• **AIM**:
Return, word for word, every line that follows.

• **EXERCISE INPUTS**:

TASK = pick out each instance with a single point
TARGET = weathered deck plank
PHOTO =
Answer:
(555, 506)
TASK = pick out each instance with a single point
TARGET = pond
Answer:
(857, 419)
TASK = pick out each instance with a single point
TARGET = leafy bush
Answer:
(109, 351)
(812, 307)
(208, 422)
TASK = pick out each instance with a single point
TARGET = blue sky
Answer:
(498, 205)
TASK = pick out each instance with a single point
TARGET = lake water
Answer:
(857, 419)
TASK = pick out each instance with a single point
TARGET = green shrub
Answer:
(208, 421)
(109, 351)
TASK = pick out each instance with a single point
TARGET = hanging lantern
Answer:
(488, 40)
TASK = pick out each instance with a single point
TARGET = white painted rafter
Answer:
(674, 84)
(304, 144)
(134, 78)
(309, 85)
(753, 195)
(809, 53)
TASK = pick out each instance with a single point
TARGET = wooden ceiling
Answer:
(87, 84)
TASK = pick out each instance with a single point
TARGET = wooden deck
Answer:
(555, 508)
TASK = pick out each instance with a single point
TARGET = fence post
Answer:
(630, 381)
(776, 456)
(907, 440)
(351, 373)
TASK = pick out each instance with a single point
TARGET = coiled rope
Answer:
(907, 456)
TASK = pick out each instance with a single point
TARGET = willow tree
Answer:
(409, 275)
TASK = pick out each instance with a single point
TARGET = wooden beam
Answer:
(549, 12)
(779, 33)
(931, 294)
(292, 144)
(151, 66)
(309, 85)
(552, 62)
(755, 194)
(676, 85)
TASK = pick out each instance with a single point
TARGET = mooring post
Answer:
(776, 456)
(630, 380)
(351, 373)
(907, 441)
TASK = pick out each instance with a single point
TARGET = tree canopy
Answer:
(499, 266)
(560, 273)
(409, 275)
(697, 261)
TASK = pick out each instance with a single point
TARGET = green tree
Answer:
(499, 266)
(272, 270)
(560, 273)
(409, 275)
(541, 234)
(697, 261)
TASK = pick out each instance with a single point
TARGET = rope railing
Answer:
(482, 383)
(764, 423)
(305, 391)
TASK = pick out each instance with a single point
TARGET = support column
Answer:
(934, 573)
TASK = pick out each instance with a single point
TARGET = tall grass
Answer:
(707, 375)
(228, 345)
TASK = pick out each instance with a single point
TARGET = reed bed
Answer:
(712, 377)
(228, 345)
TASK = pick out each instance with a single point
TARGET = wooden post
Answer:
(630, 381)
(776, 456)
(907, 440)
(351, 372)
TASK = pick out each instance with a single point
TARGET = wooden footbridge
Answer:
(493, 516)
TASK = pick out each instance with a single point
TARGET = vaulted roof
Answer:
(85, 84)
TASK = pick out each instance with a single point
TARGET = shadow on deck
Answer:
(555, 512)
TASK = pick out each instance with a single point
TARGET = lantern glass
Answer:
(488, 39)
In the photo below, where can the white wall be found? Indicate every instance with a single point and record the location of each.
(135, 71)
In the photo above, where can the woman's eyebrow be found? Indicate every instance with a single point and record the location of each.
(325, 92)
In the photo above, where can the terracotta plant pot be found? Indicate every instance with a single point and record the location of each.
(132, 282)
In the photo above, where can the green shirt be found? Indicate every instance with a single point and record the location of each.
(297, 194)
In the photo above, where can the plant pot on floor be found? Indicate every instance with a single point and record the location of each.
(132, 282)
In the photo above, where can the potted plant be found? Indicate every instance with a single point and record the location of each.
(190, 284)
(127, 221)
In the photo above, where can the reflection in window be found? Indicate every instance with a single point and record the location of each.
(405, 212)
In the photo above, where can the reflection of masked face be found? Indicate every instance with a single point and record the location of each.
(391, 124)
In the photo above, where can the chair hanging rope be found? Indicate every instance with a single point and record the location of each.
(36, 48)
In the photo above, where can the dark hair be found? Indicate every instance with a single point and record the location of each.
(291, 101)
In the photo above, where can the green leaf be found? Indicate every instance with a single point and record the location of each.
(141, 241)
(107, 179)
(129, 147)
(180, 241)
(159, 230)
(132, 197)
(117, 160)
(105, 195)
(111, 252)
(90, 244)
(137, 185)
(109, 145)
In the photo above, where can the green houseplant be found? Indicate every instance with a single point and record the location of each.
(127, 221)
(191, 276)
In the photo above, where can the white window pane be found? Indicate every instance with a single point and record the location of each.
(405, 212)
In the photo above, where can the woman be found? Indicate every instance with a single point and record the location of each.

• **ANSWER TO THE TASK**:
TASK = pick out each instance with a single point
TARGET = weathered deck plank
PHOTO =
Answer:
(555, 506)
TASK = pick out each instance with a single point
TARGET = pond
Answer:
(857, 419)
TASK = pick out each instance with a single point
TARGET = leafy bush
Answer:
(109, 351)
(812, 307)
(208, 422)
TASK = pick out each instance with a single point
TARGET = blue sky
Answer:
(498, 205)
TASK = pick out each instance with a single point
TARGET = lake water
Answer:
(857, 419)
TASK = pick out each instance with a single point
TARGET = green shrub
Answer:
(208, 421)
(109, 351)
TASK = pick out each instance with a single point
TARGET = hanging lantern
Answer:
(488, 40)
TASK = pick out each instance with a single point
TARGET = white painted rafter
Answer:
(674, 84)
(304, 144)
(134, 78)
(309, 85)
(753, 195)
(809, 53)
TASK = pick out each instance with a single point
TARGET = wooden ceiling
Answer:
(87, 84)
TASK = pick out each instance with a single point
TARGET = wooden deck
Answer:
(555, 508)
TASK = pick out each instance with a single point
TARGET = fence post
Answer:
(630, 381)
(776, 456)
(907, 440)
(351, 373)
TASK = pick out each instance with a single point
TARGET = coiled rope
Answer:
(907, 456)
TASK = pick out each instance with a single point
TARGET = willow tree
Answer:
(409, 275)
TASK = pick out each instance with a single point
TARGET = wooden beam
Answer:
(549, 12)
(779, 33)
(931, 294)
(292, 144)
(151, 66)
(309, 85)
(552, 62)
(755, 194)
(676, 85)
TASK = pick out each instance with a single point
TARGET = mooring post
Answer:
(776, 456)
(630, 380)
(351, 373)
(907, 441)
TASK = pick out each instance with a single point
TARGET = tree canopy
Answer:
(499, 266)
(560, 273)
(409, 275)
(697, 261)
TASK = pick out each instance with a single point
TARGET = green tree
Answer:
(499, 266)
(272, 270)
(560, 273)
(409, 275)
(541, 234)
(697, 261)
TASK = pick out each instance with a single point
TARGET = rope railing
Answer:
(482, 383)
(764, 423)
(305, 391)
TASK = pick out each instance with a single point
TARGET = support column
Answer:
(934, 573)
TASK = pick out each instance with a single point
TARGET = tall grass
Answer:
(707, 375)
(228, 345)
TASK = pick out each instance with a single point
TARGET = reed bed
Answer:
(712, 377)
(228, 345)
TASK = pick out each instance with a single point
TARGET = wooden post
Answer:
(630, 381)
(776, 456)
(907, 440)
(351, 372)
TASK = pick out each instance with a single point
TARGET = wooden footbridge
Answer:
(493, 516)
TASK = pick out each instance with a single point
TARGET = vaulted roof
Answer:
(85, 84)
TASK = pick out each instance with a single point
TARGET = shadow on deck
Answer:
(555, 512)
TASK = pick out each instance with a single point
TARGET = lantern glass
Answer:
(488, 39)
In the photo below, where can the white wall be found? Indicate every instance with a single point and record the location of each.
(135, 71)
In the photo above, where can the woman's eyebrow be found? Indicate every instance with a single point and record the location of each.
(325, 92)
In the photo above, where can the terracotta plant pot be found? Indicate every instance with a single point and record the location of each.
(132, 282)
In the photo above, where can the green shirt be found? Indicate every instance with a single point and record the location of each.
(297, 194)
In the photo above, where can the plant pot on floor be found? Indicate every instance with a single point and record the location of each.
(132, 282)
In the photo above, where can the potted plant be found? Indicate every instance with a single point and record the location of each.
(190, 284)
(127, 221)
In the photo above, where can the reflection in window be found? Indicate every instance with a single point and record the location of each.
(405, 212)
In the photo above, where can the reflection of masked face be found? Indicate every instance with a single point and record the location of each.
(391, 124)
In the photo above, where can the chair hanging rope be found? Indicate every instance with a single point and record the location of each.
(36, 48)
In the photo above, where can the dark hair be found? Indicate every instance with a single point and record the location of each.
(291, 101)
In the photo above, where can the green leaf be found? Indicate every instance with a single point and record the location of each.
(141, 241)
(107, 179)
(129, 147)
(180, 241)
(159, 230)
(132, 197)
(117, 160)
(105, 195)
(111, 252)
(90, 244)
(137, 185)
(109, 145)
In the photo above, where can the green houseplant be found? Indicate every instance with a single point and record the location of each.
(127, 221)
(191, 276)
In the photo above, where can the white window pane be found? Indicate every instance with a single point and record the location of each.
(405, 212)
In the photo above, where can the woman be found? Indicate every instance with a single point and record the location of each.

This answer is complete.